* Work task *
Only the lines with "instance" in the entries below belong in the answer; please copy them.

* Data to use *
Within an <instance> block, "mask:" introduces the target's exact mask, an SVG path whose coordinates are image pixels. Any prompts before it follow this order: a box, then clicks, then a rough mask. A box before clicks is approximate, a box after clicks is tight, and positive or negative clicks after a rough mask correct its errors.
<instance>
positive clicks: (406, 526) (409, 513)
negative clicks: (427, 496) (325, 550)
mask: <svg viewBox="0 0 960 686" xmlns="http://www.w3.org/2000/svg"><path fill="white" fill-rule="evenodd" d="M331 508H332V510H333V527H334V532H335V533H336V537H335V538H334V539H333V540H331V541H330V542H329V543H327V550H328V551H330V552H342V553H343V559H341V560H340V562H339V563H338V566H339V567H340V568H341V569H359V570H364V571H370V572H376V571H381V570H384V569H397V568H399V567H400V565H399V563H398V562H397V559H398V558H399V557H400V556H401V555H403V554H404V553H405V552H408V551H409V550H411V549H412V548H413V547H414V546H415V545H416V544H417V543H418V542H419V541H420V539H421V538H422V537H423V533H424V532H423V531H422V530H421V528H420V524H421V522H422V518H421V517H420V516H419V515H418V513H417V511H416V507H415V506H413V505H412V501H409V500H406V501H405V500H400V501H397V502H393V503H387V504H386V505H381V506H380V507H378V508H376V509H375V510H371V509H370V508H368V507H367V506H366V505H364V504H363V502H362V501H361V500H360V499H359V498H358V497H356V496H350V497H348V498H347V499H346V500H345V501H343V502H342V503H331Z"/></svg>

* Result of this task *
Within an <instance> block, "mask:" introduces the target's exact mask, an SVG path whose coordinates are image pixels. Any prompts before it follow this order: a box, then clicks, then a rough mask. A box before clicks is approximate, a box after clicks is tight, and positive or negative clicks after a rough mask correct its errors.
<instance>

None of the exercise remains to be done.